[Point localization data]
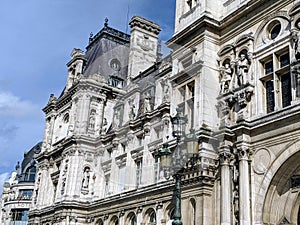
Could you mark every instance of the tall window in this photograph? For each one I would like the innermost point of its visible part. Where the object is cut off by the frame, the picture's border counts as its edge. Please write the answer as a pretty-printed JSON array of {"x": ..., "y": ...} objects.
[
  {"x": 139, "y": 167},
  {"x": 156, "y": 170},
  {"x": 19, "y": 215},
  {"x": 192, "y": 212},
  {"x": 277, "y": 80},
  {"x": 106, "y": 185},
  {"x": 186, "y": 98},
  {"x": 30, "y": 174},
  {"x": 152, "y": 218},
  {"x": 121, "y": 178},
  {"x": 25, "y": 194}
]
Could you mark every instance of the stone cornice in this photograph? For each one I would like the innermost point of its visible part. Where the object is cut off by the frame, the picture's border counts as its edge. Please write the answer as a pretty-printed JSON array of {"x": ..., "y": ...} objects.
[
  {"x": 111, "y": 34},
  {"x": 196, "y": 28},
  {"x": 144, "y": 24}
]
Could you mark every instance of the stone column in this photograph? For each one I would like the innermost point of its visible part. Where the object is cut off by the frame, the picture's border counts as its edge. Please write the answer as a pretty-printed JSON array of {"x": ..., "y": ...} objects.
[
  {"x": 100, "y": 114},
  {"x": 244, "y": 186},
  {"x": 225, "y": 157},
  {"x": 159, "y": 213},
  {"x": 85, "y": 113},
  {"x": 139, "y": 216}
]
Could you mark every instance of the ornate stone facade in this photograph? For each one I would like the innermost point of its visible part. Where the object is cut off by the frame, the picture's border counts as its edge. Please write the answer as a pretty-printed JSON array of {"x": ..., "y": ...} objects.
[
  {"x": 233, "y": 71},
  {"x": 17, "y": 193}
]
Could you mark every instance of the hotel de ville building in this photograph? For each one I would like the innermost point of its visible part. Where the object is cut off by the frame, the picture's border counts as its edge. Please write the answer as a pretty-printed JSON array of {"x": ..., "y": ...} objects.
[{"x": 231, "y": 84}]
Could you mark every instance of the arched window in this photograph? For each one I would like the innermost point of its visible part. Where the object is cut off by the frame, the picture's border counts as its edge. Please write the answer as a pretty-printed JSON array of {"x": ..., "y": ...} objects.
[
  {"x": 152, "y": 217},
  {"x": 192, "y": 211},
  {"x": 30, "y": 174},
  {"x": 131, "y": 219},
  {"x": 275, "y": 30}
]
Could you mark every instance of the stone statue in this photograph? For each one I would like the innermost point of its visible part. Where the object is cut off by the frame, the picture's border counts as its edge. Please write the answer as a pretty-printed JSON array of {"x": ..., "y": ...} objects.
[
  {"x": 131, "y": 112},
  {"x": 296, "y": 40},
  {"x": 147, "y": 104},
  {"x": 117, "y": 118},
  {"x": 86, "y": 178},
  {"x": 226, "y": 77},
  {"x": 242, "y": 69},
  {"x": 92, "y": 121},
  {"x": 104, "y": 126}
]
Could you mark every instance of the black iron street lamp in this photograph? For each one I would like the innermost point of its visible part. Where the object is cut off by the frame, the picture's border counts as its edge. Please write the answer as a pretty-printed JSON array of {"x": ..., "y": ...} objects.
[{"x": 174, "y": 163}]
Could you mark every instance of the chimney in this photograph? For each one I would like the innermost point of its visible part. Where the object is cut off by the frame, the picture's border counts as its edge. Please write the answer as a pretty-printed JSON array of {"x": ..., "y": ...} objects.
[{"x": 143, "y": 45}]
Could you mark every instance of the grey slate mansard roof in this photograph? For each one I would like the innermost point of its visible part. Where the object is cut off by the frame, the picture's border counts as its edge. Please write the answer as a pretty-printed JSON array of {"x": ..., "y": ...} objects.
[{"x": 107, "y": 45}]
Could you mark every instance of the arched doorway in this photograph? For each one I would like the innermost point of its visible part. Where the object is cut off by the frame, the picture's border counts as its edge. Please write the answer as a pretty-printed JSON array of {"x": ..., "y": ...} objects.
[{"x": 282, "y": 199}]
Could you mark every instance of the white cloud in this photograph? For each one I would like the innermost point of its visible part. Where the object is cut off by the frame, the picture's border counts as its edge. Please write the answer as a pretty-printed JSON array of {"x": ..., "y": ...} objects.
[
  {"x": 3, "y": 177},
  {"x": 13, "y": 106}
]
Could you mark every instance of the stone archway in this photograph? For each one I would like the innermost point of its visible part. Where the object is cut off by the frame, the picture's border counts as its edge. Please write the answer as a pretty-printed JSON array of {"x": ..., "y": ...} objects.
[{"x": 277, "y": 202}]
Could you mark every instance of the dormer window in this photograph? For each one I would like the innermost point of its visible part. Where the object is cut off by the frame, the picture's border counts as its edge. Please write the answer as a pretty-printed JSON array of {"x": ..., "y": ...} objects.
[
  {"x": 116, "y": 81},
  {"x": 30, "y": 174},
  {"x": 115, "y": 64},
  {"x": 274, "y": 29},
  {"x": 189, "y": 3}
]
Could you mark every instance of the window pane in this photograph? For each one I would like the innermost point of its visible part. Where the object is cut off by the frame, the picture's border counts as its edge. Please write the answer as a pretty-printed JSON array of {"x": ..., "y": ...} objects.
[
  {"x": 286, "y": 90},
  {"x": 275, "y": 31},
  {"x": 284, "y": 60},
  {"x": 269, "y": 67},
  {"x": 270, "y": 96}
]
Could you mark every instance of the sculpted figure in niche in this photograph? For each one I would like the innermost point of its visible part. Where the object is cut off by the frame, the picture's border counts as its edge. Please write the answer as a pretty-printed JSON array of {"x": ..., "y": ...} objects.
[
  {"x": 131, "y": 112},
  {"x": 296, "y": 40},
  {"x": 242, "y": 69},
  {"x": 104, "y": 126},
  {"x": 86, "y": 178},
  {"x": 166, "y": 97},
  {"x": 226, "y": 77},
  {"x": 147, "y": 104},
  {"x": 117, "y": 118},
  {"x": 92, "y": 121}
]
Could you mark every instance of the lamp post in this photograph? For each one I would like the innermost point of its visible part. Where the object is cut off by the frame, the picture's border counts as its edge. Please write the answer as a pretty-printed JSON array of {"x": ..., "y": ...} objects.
[{"x": 174, "y": 163}]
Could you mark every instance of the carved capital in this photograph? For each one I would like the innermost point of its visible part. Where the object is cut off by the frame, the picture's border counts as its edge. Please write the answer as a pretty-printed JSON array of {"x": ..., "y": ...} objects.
[
  {"x": 139, "y": 209},
  {"x": 225, "y": 155},
  {"x": 159, "y": 205},
  {"x": 244, "y": 153}
]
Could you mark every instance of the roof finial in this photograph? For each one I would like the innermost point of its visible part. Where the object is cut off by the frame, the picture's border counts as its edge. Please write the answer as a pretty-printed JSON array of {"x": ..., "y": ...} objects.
[
  {"x": 106, "y": 22},
  {"x": 91, "y": 37}
]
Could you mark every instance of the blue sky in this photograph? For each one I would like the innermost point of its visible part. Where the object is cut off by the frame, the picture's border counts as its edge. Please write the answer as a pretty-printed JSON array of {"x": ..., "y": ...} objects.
[{"x": 36, "y": 39}]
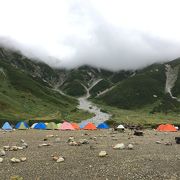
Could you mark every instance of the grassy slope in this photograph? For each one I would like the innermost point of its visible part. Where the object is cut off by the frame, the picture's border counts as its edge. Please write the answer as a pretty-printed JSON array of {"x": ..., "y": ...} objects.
[
  {"x": 22, "y": 97},
  {"x": 137, "y": 91}
]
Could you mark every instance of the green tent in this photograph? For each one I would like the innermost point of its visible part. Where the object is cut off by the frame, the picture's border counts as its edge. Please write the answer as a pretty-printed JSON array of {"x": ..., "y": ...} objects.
[{"x": 51, "y": 126}]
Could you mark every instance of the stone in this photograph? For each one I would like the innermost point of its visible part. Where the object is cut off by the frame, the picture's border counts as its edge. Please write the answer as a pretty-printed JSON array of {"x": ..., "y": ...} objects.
[
  {"x": 158, "y": 142},
  {"x": 119, "y": 146},
  {"x": 13, "y": 148},
  {"x": 57, "y": 140},
  {"x": 55, "y": 158},
  {"x": 44, "y": 144},
  {"x": 130, "y": 146},
  {"x": 102, "y": 154},
  {"x": 2, "y": 152},
  {"x": 61, "y": 159},
  {"x": 83, "y": 141},
  {"x": 50, "y": 135},
  {"x": 6, "y": 148},
  {"x": 15, "y": 160},
  {"x": 71, "y": 139},
  {"x": 20, "y": 148},
  {"x": 25, "y": 145},
  {"x": 16, "y": 178},
  {"x": 22, "y": 141},
  {"x": 23, "y": 159}
]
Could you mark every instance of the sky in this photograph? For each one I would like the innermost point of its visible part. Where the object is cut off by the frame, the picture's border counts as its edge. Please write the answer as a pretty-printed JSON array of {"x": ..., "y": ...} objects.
[{"x": 111, "y": 34}]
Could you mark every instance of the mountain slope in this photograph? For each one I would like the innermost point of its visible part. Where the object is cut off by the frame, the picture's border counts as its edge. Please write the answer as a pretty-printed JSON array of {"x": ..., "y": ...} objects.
[{"x": 26, "y": 88}]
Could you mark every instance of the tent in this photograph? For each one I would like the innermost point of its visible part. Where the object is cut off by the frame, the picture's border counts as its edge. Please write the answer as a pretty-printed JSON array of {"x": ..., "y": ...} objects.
[
  {"x": 59, "y": 125},
  {"x": 22, "y": 125},
  {"x": 103, "y": 126},
  {"x": 33, "y": 125},
  {"x": 90, "y": 126},
  {"x": 75, "y": 126},
  {"x": 40, "y": 125},
  {"x": 51, "y": 126},
  {"x": 6, "y": 126},
  {"x": 120, "y": 127},
  {"x": 166, "y": 128},
  {"x": 83, "y": 124},
  {"x": 66, "y": 126}
]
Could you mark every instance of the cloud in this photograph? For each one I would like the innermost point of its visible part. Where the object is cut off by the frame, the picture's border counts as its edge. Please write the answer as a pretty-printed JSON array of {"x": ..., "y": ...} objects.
[{"x": 113, "y": 34}]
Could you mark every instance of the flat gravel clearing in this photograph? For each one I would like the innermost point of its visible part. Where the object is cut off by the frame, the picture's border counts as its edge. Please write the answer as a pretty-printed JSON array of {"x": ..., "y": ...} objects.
[{"x": 147, "y": 159}]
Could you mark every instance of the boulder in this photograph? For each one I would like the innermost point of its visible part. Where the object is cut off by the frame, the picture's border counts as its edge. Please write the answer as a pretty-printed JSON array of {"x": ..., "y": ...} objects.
[
  {"x": 130, "y": 146},
  {"x": 2, "y": 152},
  {"x": 102, "y": 154},
  {"x": 119, "y": 146}
]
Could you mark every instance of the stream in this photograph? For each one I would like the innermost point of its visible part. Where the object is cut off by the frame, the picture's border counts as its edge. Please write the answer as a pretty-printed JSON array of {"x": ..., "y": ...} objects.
[{"x": 86, "y": 105}]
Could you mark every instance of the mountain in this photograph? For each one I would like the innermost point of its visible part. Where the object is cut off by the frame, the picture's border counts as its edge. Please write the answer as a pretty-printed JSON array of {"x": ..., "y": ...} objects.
[
  {"x": 27, "y": 88},
  {"x": 30, "y": 88}
]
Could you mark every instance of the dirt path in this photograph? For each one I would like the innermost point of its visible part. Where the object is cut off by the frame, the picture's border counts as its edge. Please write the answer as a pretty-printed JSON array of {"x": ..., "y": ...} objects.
[{"x": 86, "y": 105}]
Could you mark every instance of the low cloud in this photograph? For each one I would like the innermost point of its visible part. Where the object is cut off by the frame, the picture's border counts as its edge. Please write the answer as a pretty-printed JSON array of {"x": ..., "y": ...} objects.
[{"x": 99, "y": 33}]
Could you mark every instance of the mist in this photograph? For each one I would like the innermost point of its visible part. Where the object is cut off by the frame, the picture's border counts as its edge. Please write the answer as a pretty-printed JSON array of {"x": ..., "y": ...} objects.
[{"x": 113, "y": 34}]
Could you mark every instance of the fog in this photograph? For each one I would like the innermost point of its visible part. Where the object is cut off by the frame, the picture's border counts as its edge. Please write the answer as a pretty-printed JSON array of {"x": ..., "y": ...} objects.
[{"x": 114, "y": 34}]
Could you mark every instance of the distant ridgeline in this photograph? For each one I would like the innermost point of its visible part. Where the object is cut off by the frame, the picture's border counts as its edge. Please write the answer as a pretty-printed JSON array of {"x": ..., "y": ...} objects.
[{"x": 32, "y": 89}]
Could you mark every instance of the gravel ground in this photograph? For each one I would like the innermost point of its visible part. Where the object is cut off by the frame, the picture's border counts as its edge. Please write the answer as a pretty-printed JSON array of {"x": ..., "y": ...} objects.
[{"x": 147, "y": 160}]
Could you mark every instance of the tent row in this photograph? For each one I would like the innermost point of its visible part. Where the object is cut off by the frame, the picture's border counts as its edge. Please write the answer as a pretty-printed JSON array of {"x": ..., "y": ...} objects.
[{"x": 60, "y": 126}]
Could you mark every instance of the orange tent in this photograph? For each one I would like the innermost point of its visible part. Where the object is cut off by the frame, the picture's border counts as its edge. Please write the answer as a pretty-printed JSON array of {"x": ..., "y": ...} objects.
[
  {"x": 75, "y": 126},
  {"x": 90, "y": 126},
  {"x": 166, "y": 128}
]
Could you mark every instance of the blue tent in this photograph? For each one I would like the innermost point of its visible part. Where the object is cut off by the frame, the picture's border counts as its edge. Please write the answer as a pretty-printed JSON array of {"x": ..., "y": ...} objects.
[
  {"x": 22, "y": 125},
  {"x": 83, "y": 124},
  {"x": 103, "y": 126},
  {"x": 40, "y": 125},
  {"x": 6, "y": 126}
]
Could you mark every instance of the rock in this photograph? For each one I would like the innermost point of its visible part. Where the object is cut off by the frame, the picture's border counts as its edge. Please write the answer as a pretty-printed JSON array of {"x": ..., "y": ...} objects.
[
  {"x": 25, "y": 145},
  {"x": 44, "y": 144},
  {"x": 50, "y": 135},
  {"x": 168, "y": 143},
  {"x": 114, "y": 139},
  {"x": 22, "y": 141},
  {"x": 20, "y": 148},
  {"x": 57, "y": 140},
  {"x": 13, "y": 148},
  {"x": 83, "y": 141},
  {"x": 92, "y": 147},
  {"x": 61, "y": 159},
  {"x": 119, "y": 146},
  {"x": 158, "y": 142},
  {"x": 130, "y": 146},
  {"x": 16, "y": 178},
  {"x": 1, "y": 160},
  {"x": 23, "y": 159},
  {"x": 55, "y": 158},
  {"x": 15, "y": 160},
  {"x": 102, "y": 154},
  {"x": 6, "y": 148},
  {"x": 71, "y": 139},
  {"x": 2, "y": 152}
]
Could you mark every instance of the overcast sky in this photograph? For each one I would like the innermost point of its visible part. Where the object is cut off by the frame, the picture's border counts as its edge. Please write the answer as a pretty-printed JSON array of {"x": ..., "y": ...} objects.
[{"x": 113, "y": 34}]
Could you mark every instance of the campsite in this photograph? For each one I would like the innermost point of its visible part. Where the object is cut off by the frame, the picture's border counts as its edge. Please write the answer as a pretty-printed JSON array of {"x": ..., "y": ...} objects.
[{"x": 155, "y": 155}]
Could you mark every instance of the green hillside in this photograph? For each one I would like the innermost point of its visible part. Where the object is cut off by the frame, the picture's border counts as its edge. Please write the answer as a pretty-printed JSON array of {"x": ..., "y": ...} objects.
[{"x": 26, "y": 96}]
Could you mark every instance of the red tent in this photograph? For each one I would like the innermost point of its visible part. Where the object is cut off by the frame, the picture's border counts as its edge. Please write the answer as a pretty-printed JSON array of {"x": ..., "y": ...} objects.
[
  {"x": 90, "y": 126},
  {"x": 75, "y": 126},
  {"x": 166, "y": 128}
]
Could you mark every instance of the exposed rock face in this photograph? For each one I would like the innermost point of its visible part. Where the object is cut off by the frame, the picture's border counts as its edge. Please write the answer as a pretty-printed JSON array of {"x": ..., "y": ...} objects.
[{"x": 171, "y": 78}]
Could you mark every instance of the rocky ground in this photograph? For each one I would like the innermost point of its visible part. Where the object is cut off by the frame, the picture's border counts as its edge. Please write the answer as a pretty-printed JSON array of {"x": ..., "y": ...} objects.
[{"x": 153, "y": 156}]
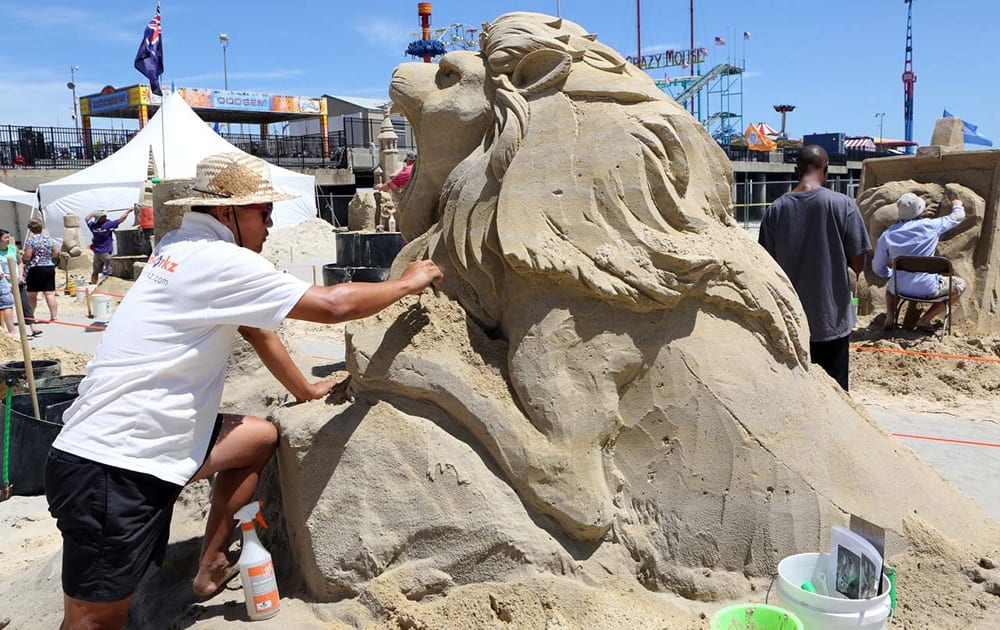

### Work item
Once the line containing "Could you mark every instance of the green hillside" has been found, write out exactly that line and each one after it through the end of the data, leaving out every picture.

### Answer for this exercise
Could you mark every instance of the green hillside in this photograph? For each one I would like the innermost point of its visible part. Where the object is cut off by the frame, the picture's border counts as its edge. Please write the answer as a pretty-printed JSON array of {"x": ..., "y": ...} objects.
[{"x": 26, "y": 96}]
Could you mark every instance of the red tent in this photograph? For each one I would like the innermost point of its visible part. Where the object is cut off by the frame, the picture's border counts as its edge. Please write the answer as a pretty-printed JSON array of {"x": ..., "y": ...} objects.
[
  {"x": 90, "y": 126},
  {"x": 75, "y": 126},
  {"x": 166, "y": 128}
]
Could you mark every instance of the exposed rock face in this photograph? For each one I would like the innermost point of its visible part. Where the object is cut off by the frame, the picture's border counts as its edge. Please write the answer as a pretty-printed JSON array of {"x": ..., "y": ...} objects.
[{"x": 171, "y": 78}]
Could you mark every instance of the rocky ground in this photograph? For each one I would like the innermost point of its visible part. Where the object is cut off by the frame, the picture's border counts as its edge. Please write the answer as a pretty-printed JSON array of {"x": ..., "y": ...} objects.
[{"x": 153, "y": 156}]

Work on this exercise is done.